- Work to complete
Repeat every entry word for word. Images do not belong in the copy.

[Point localization data]
━━━━━━━━━━━━━━━━

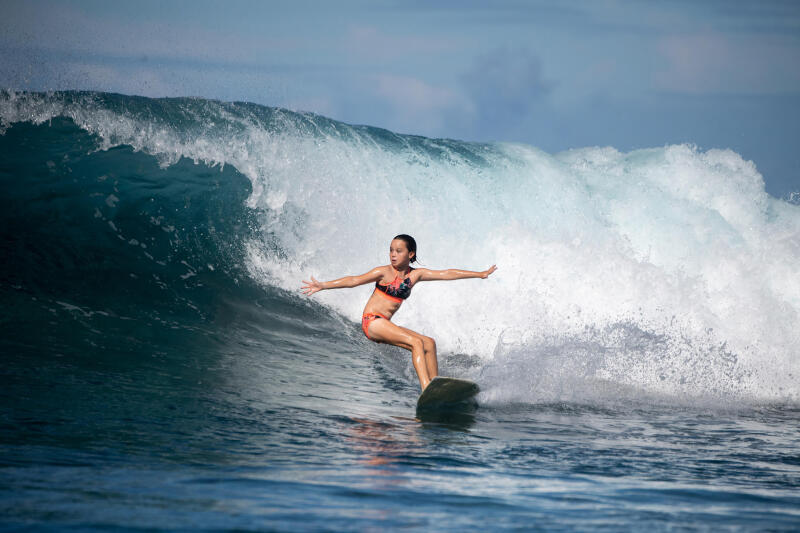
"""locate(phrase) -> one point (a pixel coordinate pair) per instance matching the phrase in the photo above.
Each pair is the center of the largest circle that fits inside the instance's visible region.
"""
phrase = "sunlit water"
(160, 370)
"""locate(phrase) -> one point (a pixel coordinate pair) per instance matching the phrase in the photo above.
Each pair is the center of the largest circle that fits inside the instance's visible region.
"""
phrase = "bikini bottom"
(366, 319)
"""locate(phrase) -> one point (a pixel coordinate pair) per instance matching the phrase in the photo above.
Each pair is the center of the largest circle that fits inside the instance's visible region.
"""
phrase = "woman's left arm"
(453, 273)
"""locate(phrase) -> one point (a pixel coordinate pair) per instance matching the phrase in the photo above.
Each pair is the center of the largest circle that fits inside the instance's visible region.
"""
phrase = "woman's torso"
(395, 288)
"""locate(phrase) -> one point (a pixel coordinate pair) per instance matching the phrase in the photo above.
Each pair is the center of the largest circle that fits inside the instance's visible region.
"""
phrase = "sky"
(552, 74)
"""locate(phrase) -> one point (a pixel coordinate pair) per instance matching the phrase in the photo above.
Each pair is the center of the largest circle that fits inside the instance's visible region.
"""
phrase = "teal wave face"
(648, 258)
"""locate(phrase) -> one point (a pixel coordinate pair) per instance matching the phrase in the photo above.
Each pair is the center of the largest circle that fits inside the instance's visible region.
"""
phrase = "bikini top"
(398, 290)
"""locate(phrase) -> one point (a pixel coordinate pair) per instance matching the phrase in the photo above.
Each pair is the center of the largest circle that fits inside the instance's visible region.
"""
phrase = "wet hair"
(411, 244)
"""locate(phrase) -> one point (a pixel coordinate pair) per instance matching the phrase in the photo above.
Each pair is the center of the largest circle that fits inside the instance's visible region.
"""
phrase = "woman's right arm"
(346, 282)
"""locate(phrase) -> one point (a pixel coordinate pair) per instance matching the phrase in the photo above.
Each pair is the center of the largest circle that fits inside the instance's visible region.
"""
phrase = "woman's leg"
(382, 330)
(429, 347)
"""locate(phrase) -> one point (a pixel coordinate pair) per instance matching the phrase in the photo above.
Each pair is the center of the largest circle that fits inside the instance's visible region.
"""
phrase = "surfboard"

━━━━━━━━━━━━━━━━

- Answer area
"""locate(phrase) -> one point (a pixel coordinate pair) per instance matching the phrase in the photo above.
Each pair is the center of the largest circle that fits inside the instance's visible region.
"""
phrase = "sunlit water"
(160, 370)
"""locate(phrase) -> one point (a pixel coordinate pair) per instance matching the phrase in the photo above.
Each pair is the center of the largest circle that fits inside the instance's visible region.
"""
phrase = "bikini bottom"
(366, 319)
"""locate(phrase) -> one point (a pixel coordinate pair) per instance matching the phrase in the photo above.
Each pair is the center of the largest circle that fits inside the instance's visible region.
"""
phrase = "woman's left arm"
(453, 273)
"""locate(phrase) -> one point (a pixel coordinate pair) per instance matching the phrase in the photo above.
Each pair is the center of the largest circle that fits inside the instance's visible region.
"""
phrase = "woman's torso"
(395, 288)
"""locate(phrase) -> one point (a pixel coordinate pair) per instance matching the phrase in the photo above.
Each pair is the center of the largest circle that fits inside the instance's visible region.
"""
phrase = "sky"
(552, 74)
"""locate(phrase) -> one point (a pixel coordinate pair) per instance matching the phrase in the photo above.
Each pair is the center of the largest circle that fits inside the instance's visible region.
"""
phrase = "teal wave face"
(648, 258)
"""locate(phrase) -> one point (a pixel coordinate pair) per instance matching the phrase in the photo above.
Each pair is the center of the largest circle that fits inside the instance's visible region.
"""
phrase = "bikini top"
(398, 290)
"""locate(phrase) -> one point (a pixel coordinate pair) per instance matching the phrase in the photo above.
Each pair is the center of the largest circle that fits inside the instance's visible region.
"""
phrase = "wet hair"
(411, 244)
"""locate(phrase) -> one point (a pixel coordinate pair) per instance matching the phrase in the photo above.
Each pair is the center of the largest circle that fits inside the instance's visible region.
"""
phrase = "woman's right arm"
(346, 282)
"""locate(phrase) -> one point (a pixel coordinate pair) per instance matching the phrase in the photo above.
Each pair is the center of the largest circle that fits inside the instance's visible region.
"""
phrase = "woman's leg"
(382, 330)
(429, 347)
"""locate(phrase) -> one point (a pixel coordinate pair) per instance matching the phrase in the photo above.
Each pair is the center of the largest circle that fits inside the instance's visible region.
"""
phrase = "surfboard"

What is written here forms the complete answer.